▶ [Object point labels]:
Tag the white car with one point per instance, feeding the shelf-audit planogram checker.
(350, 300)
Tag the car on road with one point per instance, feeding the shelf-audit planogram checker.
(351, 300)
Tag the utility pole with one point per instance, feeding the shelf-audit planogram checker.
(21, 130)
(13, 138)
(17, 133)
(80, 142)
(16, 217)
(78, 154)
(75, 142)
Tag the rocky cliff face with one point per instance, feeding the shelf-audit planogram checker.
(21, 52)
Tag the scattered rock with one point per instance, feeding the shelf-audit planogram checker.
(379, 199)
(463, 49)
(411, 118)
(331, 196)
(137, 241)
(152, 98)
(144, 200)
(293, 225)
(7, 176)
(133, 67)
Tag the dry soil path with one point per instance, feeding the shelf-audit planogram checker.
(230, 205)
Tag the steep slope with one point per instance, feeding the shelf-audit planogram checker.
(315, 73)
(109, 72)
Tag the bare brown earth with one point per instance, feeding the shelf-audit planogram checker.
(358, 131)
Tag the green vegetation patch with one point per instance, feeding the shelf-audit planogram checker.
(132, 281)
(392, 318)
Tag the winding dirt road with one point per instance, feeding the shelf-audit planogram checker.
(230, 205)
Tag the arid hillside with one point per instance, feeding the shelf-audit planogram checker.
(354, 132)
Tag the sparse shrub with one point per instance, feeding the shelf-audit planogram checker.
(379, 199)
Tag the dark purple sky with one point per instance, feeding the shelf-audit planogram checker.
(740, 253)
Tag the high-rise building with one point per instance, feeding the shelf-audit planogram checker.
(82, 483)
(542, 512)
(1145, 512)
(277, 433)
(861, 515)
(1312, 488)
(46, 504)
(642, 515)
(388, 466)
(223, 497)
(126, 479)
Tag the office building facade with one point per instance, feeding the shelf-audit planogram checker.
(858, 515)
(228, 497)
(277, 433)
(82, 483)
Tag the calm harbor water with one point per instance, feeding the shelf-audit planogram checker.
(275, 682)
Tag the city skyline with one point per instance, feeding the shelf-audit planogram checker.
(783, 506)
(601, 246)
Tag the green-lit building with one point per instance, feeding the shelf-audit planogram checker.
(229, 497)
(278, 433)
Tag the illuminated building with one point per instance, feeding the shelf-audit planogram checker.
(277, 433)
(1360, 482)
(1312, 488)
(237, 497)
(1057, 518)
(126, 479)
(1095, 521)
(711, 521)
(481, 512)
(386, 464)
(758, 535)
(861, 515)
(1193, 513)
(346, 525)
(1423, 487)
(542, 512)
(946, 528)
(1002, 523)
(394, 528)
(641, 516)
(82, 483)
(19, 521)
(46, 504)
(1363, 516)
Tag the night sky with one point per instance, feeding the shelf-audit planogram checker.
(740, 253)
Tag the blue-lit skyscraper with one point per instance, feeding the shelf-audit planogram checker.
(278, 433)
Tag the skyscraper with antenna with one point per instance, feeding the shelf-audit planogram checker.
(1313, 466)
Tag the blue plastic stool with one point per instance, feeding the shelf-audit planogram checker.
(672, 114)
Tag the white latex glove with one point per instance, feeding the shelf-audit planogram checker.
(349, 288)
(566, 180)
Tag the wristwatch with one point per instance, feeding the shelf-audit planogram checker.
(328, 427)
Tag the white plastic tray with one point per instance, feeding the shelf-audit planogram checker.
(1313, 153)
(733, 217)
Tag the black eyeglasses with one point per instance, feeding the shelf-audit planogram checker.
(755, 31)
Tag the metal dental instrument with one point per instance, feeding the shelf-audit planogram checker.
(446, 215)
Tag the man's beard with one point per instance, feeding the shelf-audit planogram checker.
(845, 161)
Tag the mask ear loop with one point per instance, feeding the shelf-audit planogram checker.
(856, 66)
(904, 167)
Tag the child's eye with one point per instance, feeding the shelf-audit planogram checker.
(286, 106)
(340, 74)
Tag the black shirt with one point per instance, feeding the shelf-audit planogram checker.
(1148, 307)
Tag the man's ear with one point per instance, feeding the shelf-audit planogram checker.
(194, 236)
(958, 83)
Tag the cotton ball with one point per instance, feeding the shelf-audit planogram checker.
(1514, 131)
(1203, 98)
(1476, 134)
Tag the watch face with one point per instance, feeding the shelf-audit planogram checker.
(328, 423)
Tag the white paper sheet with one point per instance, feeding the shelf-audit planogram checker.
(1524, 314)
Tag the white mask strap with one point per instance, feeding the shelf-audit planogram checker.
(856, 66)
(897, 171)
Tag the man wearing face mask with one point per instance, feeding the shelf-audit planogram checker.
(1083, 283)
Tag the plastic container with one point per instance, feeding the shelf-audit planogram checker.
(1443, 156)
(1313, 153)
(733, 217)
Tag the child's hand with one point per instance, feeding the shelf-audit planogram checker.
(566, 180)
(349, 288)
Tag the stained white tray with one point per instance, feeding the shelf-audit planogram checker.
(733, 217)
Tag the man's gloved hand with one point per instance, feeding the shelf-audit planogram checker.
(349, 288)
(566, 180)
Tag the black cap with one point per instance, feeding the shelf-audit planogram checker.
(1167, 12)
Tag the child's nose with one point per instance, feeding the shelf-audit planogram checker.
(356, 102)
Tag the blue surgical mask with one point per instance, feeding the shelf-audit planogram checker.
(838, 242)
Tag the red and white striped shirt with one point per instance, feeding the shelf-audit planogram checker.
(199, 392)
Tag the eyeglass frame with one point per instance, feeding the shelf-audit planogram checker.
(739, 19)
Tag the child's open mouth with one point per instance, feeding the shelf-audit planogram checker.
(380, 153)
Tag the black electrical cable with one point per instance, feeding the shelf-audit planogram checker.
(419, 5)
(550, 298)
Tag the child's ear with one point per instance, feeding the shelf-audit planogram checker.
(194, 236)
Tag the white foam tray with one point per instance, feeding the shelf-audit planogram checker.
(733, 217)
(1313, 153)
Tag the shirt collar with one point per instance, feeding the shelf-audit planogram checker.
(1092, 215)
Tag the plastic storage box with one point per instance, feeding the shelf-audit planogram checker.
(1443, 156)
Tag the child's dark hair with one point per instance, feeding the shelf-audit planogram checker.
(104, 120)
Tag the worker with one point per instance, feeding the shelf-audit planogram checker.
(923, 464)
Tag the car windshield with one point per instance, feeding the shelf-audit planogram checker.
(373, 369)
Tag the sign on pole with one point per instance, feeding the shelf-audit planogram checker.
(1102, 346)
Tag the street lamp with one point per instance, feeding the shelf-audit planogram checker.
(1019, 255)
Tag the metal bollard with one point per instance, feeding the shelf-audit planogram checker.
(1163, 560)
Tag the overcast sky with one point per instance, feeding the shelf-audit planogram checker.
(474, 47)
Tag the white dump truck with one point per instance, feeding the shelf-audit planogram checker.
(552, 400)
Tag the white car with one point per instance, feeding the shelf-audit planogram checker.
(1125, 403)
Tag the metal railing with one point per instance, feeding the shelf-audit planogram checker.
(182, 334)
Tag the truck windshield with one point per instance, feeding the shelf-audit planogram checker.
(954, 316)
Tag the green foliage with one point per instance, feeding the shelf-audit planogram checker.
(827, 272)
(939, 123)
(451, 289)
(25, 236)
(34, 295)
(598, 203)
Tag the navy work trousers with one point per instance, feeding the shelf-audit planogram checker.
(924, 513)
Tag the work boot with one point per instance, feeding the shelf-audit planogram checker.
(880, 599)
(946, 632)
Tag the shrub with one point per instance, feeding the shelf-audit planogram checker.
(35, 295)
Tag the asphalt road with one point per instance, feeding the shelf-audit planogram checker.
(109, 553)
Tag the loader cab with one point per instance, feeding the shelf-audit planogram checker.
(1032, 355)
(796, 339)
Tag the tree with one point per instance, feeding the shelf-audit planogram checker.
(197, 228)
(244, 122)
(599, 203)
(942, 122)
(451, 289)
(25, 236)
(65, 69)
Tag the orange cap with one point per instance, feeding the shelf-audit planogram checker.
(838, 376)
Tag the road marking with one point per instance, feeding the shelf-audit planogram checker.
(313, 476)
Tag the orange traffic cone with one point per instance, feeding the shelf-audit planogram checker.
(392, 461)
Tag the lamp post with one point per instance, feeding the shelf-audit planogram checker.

▶ [DO THIS]:
Beginning with the line that contains "Tag the work boot", quote each line exactly through the last line of the entries above, and nothing beyond them.

▶ [COMPLETED TASK]:
Tag the work boot with one point per instance, feeding the shelf-audit planogram checker.
(880, 599)
(946, 632)
Tag the shrub with one point per instance, feeding the shelf-audit planogram checker.
(35, 295)
Tag the asphalt road with one point per instance, feeding the shelf-audit planogram checker.
(109, 553)
Tag the loader cab with one point per instance, feeding the shelf-audit planogram checker.
(1032, 355)
(796, 339)
Tag the tree with one point per instance, feeding the shelf-audit planogram checker.
(197, 228)
(244, 122)
(599, 203)
(942, 122)
(451, 289)
(25, 236)
(65, 69)
Tag the orange cap with one point per instance, feeding the shelf-audit planogram checker.
(838, 376)
Tag the road marking with one point per instance, feeding the shelf-audit planogram checker.
(313, 476)
Tag the orange traffic cone with one point per instance, feeding the shelf-audit planogram checker.
(392, 461)
Tag the lamp post with one point per instance, feeding the shelf-audit planogram checker.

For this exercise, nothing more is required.